Aller au contenu

Revue de Style: Olivier Châtenet

Je me souviens de ce que je portais ce jour-là,

Olivier Châtenet décrit la tenue qu'il a enfilée pour son premier jour de travail dans l'atelier parisien d'Azzedine Alaïa au début des années 1980 : un pantalon plissé des années 50, une chemise laquée bleu foncé et une veste courte en cuir avec des poignets en tricot. "C'était du full vintage, bien sûr", note-t-il, en poursuivant : "À l'époque, si vous étiez jeune et que vous n'aviez pas beaucoup d'argent à dépenser mais que vous vouliez de beaux vêtements, vous alliez aux marchés aux puces." Des années plus tard, une fois devenu créateur à part entière, il retournait sur ces marchés aux puces, où il parcourait les stands et les poubelles pour trouver les premières pièces Saint Laurent à ajouter à sa collection de près de 4000 pièces - un trésor d'archives merveilleuses, datant de 1966 à 1985, que la maison de couture française a finalement acquis auprès de Châtenet l'année dernière. Ici, il parle du génie d'Yves Saint Laurent, de sa collection inédite, et pourquoi il a finalement décidé de tout céder.

CONSIGNE ▸ Recopiez intégralement, sans rien modifier, l'article ci-dessus sur Olivier Châtenet.

ENTRÉES ▸

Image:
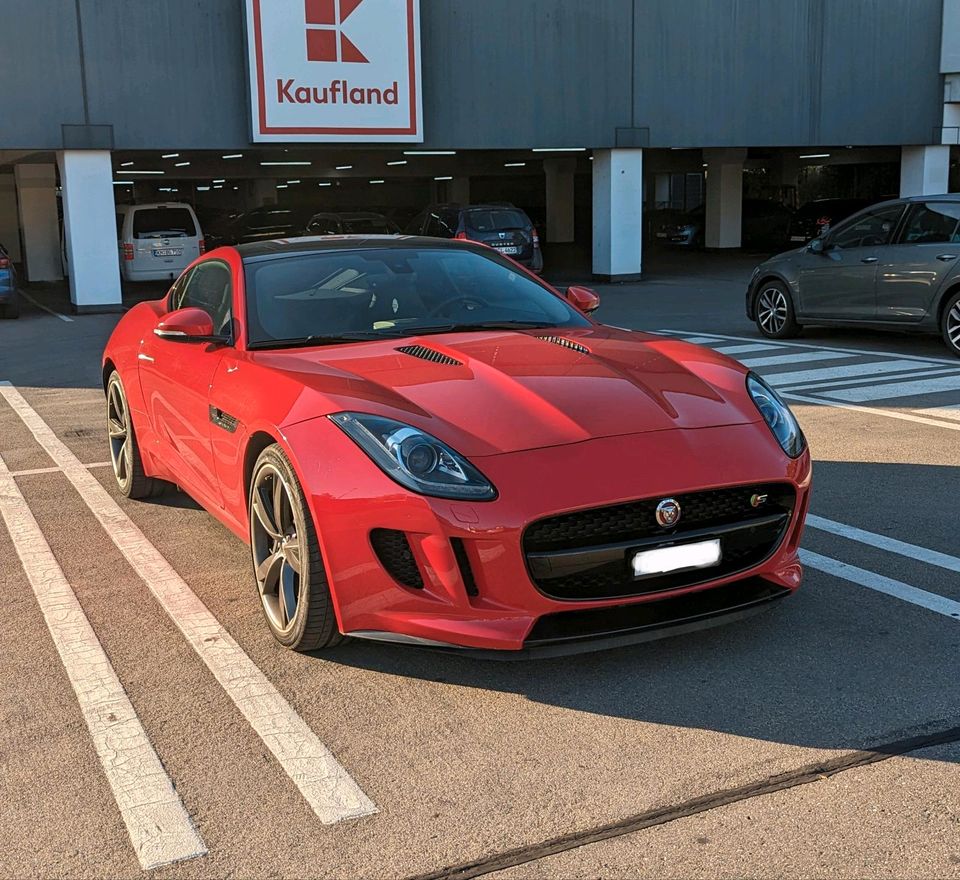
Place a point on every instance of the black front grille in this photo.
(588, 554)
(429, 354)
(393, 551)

==

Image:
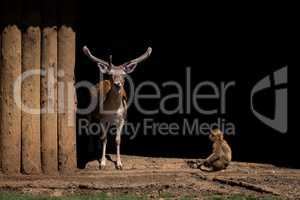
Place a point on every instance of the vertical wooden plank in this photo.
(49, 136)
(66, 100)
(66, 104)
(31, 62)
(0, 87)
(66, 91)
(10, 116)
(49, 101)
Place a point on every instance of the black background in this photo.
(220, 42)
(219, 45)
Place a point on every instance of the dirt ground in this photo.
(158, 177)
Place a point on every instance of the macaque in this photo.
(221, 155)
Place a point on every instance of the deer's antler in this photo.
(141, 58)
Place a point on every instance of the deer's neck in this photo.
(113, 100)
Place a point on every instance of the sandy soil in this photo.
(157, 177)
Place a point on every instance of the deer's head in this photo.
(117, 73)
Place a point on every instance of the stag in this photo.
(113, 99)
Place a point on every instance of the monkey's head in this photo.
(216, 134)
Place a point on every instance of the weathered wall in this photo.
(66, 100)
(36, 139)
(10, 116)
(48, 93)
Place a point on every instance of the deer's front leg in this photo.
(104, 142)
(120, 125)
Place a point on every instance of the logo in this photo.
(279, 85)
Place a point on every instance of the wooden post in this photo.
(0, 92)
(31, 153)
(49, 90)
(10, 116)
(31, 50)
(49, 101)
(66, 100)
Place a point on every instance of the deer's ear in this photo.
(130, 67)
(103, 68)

---

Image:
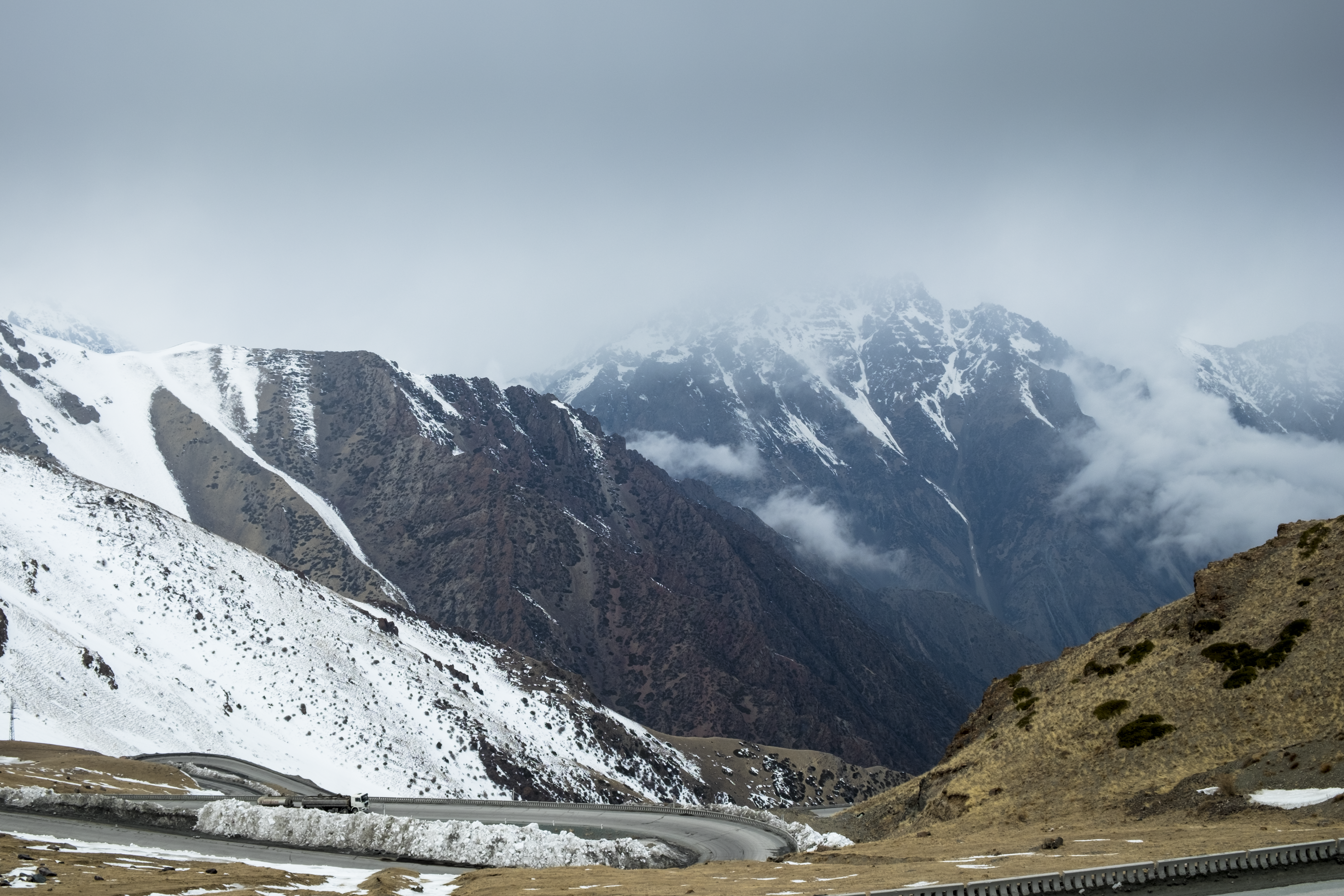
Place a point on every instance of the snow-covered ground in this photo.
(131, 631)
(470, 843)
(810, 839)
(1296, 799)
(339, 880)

RÉPONSE CI-DESSOUS ▸
Aller au contenu

Revue de Style: Olivier Châtenet

Je me souviens de ce que je portais ce jour-là,

Olivier Châtenet décrit la tenue qu'il a enfilée pour son premier jour de travail dans l'atelier parisien d'Azzedine Alaïa au début des années 1980 : un pantalon plissé des années 50, une chemise laquée bleu foncé et une veste courte en cuir avec des poignets en tricot. "C'était du full vintage, bien sûr", note-t-il, en poursuivant : "À l'époque, si vous étiez jeune et que vous n'aviez pas beaucoup d'argent à dépenser mais que vous vouliez de beaux vêtements, vous alliez aux marchés aux puces." Des années plus tard, une fois devenu créateur à part entière, il retournait sur ces marchés aux puces, où il parcourait les stands et les poubelles pour trouver les premières pièces Saint Laurent à ajouter à sa collection de près de 4000 pièces - un trésor d'archives merveilleuses, datant de 1966 à 1985, que la maison de couture française a finalement acquis auprès de Châtenet l'année dernière. Ici, il parle du génie d'Yves Saint Laurent, de sa collection inédite, et pourquoi il a finalement décidé de tout céder.